WHAT THE TASK ASKS: Write out all of the listing exactly. Add nothing to it.

——————————

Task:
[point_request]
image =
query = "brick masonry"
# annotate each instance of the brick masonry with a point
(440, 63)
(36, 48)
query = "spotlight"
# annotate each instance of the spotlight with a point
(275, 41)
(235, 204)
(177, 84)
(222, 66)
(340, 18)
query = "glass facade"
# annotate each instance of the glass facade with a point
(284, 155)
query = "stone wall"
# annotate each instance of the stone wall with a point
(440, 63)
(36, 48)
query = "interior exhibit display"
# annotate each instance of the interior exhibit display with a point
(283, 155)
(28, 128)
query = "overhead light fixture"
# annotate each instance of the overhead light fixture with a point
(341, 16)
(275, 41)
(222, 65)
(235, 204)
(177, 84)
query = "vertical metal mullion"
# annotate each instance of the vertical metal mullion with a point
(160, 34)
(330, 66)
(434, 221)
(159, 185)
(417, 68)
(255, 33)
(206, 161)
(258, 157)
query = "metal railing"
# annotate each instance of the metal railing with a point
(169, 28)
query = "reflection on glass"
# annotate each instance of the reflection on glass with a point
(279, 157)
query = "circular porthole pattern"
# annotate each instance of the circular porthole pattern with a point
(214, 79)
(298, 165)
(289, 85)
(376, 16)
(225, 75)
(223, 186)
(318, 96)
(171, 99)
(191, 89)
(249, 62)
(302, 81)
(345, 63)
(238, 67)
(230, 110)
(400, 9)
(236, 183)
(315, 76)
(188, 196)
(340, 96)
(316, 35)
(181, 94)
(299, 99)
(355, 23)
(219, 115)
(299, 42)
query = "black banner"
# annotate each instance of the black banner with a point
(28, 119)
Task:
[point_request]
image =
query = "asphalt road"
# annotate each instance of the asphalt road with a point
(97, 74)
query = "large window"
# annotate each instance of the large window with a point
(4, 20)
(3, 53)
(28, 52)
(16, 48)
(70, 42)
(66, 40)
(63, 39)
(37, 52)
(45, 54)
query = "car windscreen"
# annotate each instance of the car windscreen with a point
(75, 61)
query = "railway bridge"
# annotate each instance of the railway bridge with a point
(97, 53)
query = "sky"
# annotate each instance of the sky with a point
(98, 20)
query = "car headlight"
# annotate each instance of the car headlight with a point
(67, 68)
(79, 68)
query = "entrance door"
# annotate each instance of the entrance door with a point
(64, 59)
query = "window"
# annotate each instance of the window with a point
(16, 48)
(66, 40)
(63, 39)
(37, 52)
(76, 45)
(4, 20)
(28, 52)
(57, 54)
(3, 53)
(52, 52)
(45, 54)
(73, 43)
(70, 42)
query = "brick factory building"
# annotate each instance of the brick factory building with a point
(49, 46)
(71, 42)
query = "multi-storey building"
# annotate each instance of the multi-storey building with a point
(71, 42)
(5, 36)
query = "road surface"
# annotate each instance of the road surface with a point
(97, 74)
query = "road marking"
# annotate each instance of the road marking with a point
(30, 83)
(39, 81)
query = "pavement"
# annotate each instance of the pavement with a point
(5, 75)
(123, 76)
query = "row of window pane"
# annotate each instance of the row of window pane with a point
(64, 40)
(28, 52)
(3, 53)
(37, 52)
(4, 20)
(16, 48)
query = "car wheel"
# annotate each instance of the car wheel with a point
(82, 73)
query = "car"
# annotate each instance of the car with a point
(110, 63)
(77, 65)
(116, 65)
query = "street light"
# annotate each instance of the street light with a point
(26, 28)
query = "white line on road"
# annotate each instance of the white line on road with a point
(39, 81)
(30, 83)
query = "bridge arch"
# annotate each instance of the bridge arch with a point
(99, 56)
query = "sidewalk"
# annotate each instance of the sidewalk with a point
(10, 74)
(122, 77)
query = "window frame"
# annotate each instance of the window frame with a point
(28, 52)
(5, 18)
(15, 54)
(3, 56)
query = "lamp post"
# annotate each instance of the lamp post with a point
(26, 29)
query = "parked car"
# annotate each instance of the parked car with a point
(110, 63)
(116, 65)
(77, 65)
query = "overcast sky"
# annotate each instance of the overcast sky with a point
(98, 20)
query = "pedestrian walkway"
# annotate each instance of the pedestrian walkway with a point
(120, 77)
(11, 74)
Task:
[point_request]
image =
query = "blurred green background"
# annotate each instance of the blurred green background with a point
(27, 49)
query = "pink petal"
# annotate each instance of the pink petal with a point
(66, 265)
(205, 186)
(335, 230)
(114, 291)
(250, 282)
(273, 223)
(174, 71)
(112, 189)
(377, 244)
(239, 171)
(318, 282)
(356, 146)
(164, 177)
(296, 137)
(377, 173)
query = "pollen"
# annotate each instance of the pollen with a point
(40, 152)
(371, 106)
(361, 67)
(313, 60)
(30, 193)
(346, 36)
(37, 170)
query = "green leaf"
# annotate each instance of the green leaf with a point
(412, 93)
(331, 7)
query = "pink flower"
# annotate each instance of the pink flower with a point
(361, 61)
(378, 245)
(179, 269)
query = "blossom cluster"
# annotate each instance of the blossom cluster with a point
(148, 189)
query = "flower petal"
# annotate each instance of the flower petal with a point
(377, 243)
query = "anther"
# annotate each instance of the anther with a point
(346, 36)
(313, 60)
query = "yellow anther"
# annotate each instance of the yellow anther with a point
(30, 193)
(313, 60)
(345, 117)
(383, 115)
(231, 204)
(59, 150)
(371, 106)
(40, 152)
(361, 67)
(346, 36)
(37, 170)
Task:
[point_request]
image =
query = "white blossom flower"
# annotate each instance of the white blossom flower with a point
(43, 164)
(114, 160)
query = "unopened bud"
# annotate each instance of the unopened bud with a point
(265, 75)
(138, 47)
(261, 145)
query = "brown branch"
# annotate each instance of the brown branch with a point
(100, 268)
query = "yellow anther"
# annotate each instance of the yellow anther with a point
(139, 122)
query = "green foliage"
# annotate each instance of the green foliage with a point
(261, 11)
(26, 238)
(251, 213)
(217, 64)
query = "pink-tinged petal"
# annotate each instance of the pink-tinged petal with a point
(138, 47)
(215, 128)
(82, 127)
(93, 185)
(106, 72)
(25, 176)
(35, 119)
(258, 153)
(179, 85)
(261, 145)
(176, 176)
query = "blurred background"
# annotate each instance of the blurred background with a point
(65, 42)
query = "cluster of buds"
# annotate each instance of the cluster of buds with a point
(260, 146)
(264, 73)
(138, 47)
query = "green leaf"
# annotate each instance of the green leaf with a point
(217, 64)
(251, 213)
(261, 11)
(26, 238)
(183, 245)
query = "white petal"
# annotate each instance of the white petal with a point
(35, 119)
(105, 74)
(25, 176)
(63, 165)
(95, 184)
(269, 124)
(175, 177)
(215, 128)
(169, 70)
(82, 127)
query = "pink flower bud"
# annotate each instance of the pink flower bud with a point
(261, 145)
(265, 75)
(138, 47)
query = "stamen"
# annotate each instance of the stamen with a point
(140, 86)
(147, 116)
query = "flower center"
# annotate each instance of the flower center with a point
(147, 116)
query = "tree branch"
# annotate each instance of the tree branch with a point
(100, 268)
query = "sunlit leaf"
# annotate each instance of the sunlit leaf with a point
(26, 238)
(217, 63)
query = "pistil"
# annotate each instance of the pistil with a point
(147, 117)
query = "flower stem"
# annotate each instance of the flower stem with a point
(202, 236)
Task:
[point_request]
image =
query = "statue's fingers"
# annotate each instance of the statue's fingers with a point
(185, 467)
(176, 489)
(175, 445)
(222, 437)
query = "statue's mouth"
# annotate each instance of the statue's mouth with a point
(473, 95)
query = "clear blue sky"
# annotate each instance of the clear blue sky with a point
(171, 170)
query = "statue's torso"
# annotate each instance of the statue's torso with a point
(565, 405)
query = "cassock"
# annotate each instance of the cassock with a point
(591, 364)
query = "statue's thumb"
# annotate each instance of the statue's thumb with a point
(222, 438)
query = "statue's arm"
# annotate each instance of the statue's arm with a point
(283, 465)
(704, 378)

——————————

RESPONSE BOX:
Task:
[point_request]
image =
query = "brick masonry"
# annotate each instance of the brick masonry with a point
(440, 63)
(36, 48)
query = "spotlight"
# annotate each instance of the spotlight with a point
(275, 41)
(235, 204)
(177, 84)
(222, 66)
(340, 18)
query = "glass facade"
# annotate each instance of the glass facade with a point
(284, 155)
query = "stone wall"
# annotate each instance of the stone wall with a point
(440, 63)
(36, 48)
query = "interior exhibit display"
# annotate each instance of the interior exhibit display with a point
(283, 155)
(28, 128)
query = "overhead light fixture"
# annotate each instance of the overhead light fixture with a point
(341, 16)
(275, 41)
(222, 65)
(235, 204)
(177, 84)
query = "vertical metal mullion"
# annotate each instance of the vertical metal mullion with a point
(160, 34)
(330, 66)
(434, 221)
(159, 185)
(417, 68)
(255, 33)
(206, 161)
(258, 157)
query = "metal railing"
# annotate each instance of the metal railing with a point
(169, 28)
query = "reflection on glass"
# annotate each instance of the reflection on glass with a point
(279, 157)
query = "circular porthole pattern"
# annotate each instance of the circular porthole pattern with a point
(214, 79)
(298, 165)
(289, 85)
(376, 16)
(225, 75)
(223, 186)
(318, 96)
(171, 99)
(191, 89)
(249, 62)
(302, 81)
(345, 63)
(238, 67)
(230, 110)
(400, 9)
(236, 183)
(315, 76)
(188, 196)
(340, 96)
(316, 35)
(181, 94)
(299, 99)
(355, 23)
(219, 115)
(299, 42)
query = "black banner"
# annotate each instance of the black banner with a point
(28, 119)
Task:
[point_request]
image =
query = "asphalt road"
# annotate each instance of the asphalt road with a point
(97, 74)
query = "large window"
# annotate each instance of the large window with a point
(4, 20)
(3, 53)
(28, 52)
(16, 48)
(70, 42)
(66, 40)
(63, 39)
(37, 52)
(45, 54)
query = "car windscreen"
# annotate each instance of the car windscreen with a point
(75, 61)
query = "railway bridge"
# annotate each instance of the railway bridge with a point
(97, 53)
query = "sky"
# annotate each instance of the sky with a point
(98, 20)
query = "car headlight"
# annotate each instance of the car headlight with a point
(67, 68)
(79, 68)
query = "entrance door"
# annotate each instance of the entrance door with a point
(64, 59)
query = "window"
# annotate each instance of the window with a point
(16, 48)
(66, 40)
(63, 39)
(37, 52)
(76, 45)
(4, 20)
(28, 52)
(57, 54)
(3, 53)
(52, 52)
(45, 54)
(73, 43)
(70, 42)
query = "brick factory building"
# annotate each instance of the brick factory building with a point
(49, 46)
(71, 42)
query = "multi-storey building"
# annotate each instance of the multi-storey building with a point
(71, 42)
(5, 36)
query = "road surface"
# annotate each instance of the road surface with a point
(97, 74)
query = "road marking"
# annotate each instance of the road marking with a point
(30, 83)
(39, 81)
query = "pavement"
# annotate each instance of the pavement with a point
(5, 75)
(123, 76)
query = "row of window pane"
# annotate each instance of the row of window pane with a point
(64, 40)
(28, 52)
(3, 53)
(37, 52)
(4, 20)
(16, 48)
query = "car wheel"
# annotate each instance of the car wheel with a point
(82, 73)
query = "car"
# annotate each instance of the car with a point
(110, 63)
(77, 65)
(116, 65)
query = "street light"
# annotate each instance of the street light with a point
(26, 28)
query = "white line on road"
# annotate each instance of the white line on road with a point
(39, 81)
(30, 83)
query = "bridge arch"
# annotate each instance of the bridge arch with a point
(99, 56)
query = "sidewalk"
# annotate each instance of the sidewalk with a point
(10, 74)
(122, 77)
query = "window frame"
# annotate each instance of the window frame with a point
(28, 52)
(5, 18)
(15, 54)
(3, 56)
query = "lamp post"
# annotate each instance of the lamp post with a point
(26, 29)
query = "parked car"
# annotate each instance of the parked car with a point
(110, 63)
(116, 65)
(77, 65)
query = "overcast sky"
# annotate each instance of the overcast sky with a point
(98, 20)
query = "pedestrian walkway"
# annotate each instance of the pedestrian walkway with a point
(120, 77)
(11, 74)
Task:
[point_request]
image =
query = "blurred green background"
# annotate each instance of the blurred green background with a point
(27, 49)
query = "pink petal"
# annotate each instance of the pink petal with a point
(66, 265)
(205, 186)
(335, 230)
(114, 291)
(250, 282)
(273, 223)
(174, 71)
(112, 189)
(377, 244)
(239, 171)
(318, 282)
(356, 146)
(164, 177)
(296, 137)
(377, 173)
query = "pollen"
# annotate each instance of the pollen with a point
(40, 152)
(371, 106)
(361, 67)
(313, 60)
(30, 193)
(346, 36)
(37, 170)
query = "green leaf"
# annotate each instance of the green leaf with a point
(412, 93)
(331, 7)
query = "pink flower"
# annotate each instance of the pink flower with a point
(361, 61)
(378, 245)
(179, 269)
query = "blossom cluster"
# annotate each instance of the blossom cluster with a point
(148, 189)
query = "flower petal"
# annotate each instance of the flower petal with a point
(377, 243)
query = "anther"
# annotate each instance of the anther with a point
(346, 36)
(313, 60)
query = "yellow anther"
# annotate each instance of the yellow anther with a point
(30, 193)
(313, 60)
(345, 117)
(383, 115)
(231, 204)
(59, 150)
(371, 106)
(40, 152)
(361, 67)
(346, 36)
(37, 170)
Task:
[point_request]
image =
query = "white blossom flower"
# annotate each instance of the white blossom flower with a point
(43, 164)
(114, 160)
query = "unopened bud"
# annotate each instance of the unopened bud with a point
(265, 75)
(138, 47)
(261, 145)
query = "brown branch"
# annotate each instance of the brown branch with a point
(100, 268)
query = "yellow anther"
# annotate each instance of the yellow anther with a point
(139, 122)
query = "green foliage"
# annotate each instance of the green foliage with a point
(261, 11)
(26, 238)
(251, 213)
(217, 64)
query = "pink-tinged petal"
# annotate each instance of the pink-tinged petal with a point
(138, 47)
(215, 128)
(82, 127)
(93, 185)
(106, 72)
(25, 176)
(35, 119)
(258, 153)
(179, 85)
(261, 145)
(176, 176)
query = "blurred background"
# annotate each instance of the blurred background with a point
(65, 42)
query = "cluster of buds"
# annotate each instance of the cluster of buds with a point
(260, 146)
(264, 73)
(138, 47)
query = "green leaf"
# annotate each instance of the green leaf with a point
(217, 64)
(251, 213)
(261, 11)
(26, 238)
(183, 245)
query = "white petal"
# annotate each instance of the white petal with a point
(35, 119)
(105, 74)
(25, 176)
(63, 165)
(95, 184)
(269, 124)
(175, 177)
(215, 128)
(169, 70)
(82, 127)
query = "pink flower bud"
# annotate each instance of the pink flower bud with a point
(261, 145)
(265, 75)
(138, 47)
query = "stamen"
# annotate each instance of the stamen with a point
(140, 86)
(147, 116)
query = "flower center"
# annotate each instance of the flower center with a point
(147, 116)
query = "tree branch"
# annotate each instance of the tree branch with a point
(100, 268)
query = "sunlit leaf"
# annotate each instance of the sunlit leaf with a point
(26, 238)
(217, 63)
query = "pistil"
# annotate each instance of the pistil with a point
(147, 117)
query = "flower stem"
# annotate each instance of the flower stem with a point
(202, 236)
Task:
[point_request]
image =
query = "statue's fingers"
# annotate each instance of the statue's fingers with a point
(185, 467)
(176, 489)
(175, 445)
(222, 437)
query = "statue's mouth"
# annotate each instance of the statue's mouth with a point
(473, 95)
query = "clear blue sky"
# annotate each instance of the clear blue sky with a point
(171, 170)
query = "statue's torso"
# annotate each instance of the statue's torso with a point
(565, 405)
query = "cassock"
# annotate each instance of the cassock with a point
(591, 364)
query = "statue's thumb"
# annotate each instance of the statue's thumb with a point
(222, 438)
query = "statue's arm"
# annotate each instance of the statue's arm with a point
(283, 465)
(704, 378)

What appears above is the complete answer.